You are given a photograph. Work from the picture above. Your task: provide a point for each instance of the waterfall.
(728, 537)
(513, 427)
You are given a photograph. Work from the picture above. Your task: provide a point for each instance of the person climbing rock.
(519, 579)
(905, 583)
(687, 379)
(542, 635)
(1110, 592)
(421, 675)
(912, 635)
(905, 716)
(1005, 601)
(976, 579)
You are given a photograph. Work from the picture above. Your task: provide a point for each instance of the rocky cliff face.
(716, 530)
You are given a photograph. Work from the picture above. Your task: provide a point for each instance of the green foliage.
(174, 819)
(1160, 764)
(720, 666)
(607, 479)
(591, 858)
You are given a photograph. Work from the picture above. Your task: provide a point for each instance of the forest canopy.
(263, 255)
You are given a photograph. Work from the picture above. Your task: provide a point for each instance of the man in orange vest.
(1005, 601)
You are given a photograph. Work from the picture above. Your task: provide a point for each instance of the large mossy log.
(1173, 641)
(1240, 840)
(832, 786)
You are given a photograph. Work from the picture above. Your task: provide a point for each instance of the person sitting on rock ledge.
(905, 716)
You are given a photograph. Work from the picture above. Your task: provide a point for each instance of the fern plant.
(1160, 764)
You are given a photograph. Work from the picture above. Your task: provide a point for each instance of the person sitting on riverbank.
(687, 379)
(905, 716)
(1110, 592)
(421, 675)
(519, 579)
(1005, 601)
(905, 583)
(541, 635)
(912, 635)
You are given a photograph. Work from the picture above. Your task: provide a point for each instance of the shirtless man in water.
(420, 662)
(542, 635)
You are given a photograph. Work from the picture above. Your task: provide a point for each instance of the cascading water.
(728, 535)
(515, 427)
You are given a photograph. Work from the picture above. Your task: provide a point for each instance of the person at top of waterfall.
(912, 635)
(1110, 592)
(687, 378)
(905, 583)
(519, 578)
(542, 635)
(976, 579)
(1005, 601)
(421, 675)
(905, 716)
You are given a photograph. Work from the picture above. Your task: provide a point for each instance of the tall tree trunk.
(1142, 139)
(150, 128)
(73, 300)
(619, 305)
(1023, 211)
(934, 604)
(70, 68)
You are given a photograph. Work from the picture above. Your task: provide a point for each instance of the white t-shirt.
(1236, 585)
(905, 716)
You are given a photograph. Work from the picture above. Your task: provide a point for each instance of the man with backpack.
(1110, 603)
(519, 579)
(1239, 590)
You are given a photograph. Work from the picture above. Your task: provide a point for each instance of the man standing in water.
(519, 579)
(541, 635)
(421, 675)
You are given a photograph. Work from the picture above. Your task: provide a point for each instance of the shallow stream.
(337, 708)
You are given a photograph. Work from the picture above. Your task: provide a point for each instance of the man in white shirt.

★ ★ ★ ★ ★

Problem:
Copy every line of the data from the line containing "the shallow stream." through the end of the data, adding 117 to each point coordinate.

Finished answer:
You are given a photograph. Work from the picture above. Your task: provide a point for each instance of the shallow stream.
(454, 825)
You are given a photograph. Work from the picture above. Your task: provide a point for each instance of the man in white shirt.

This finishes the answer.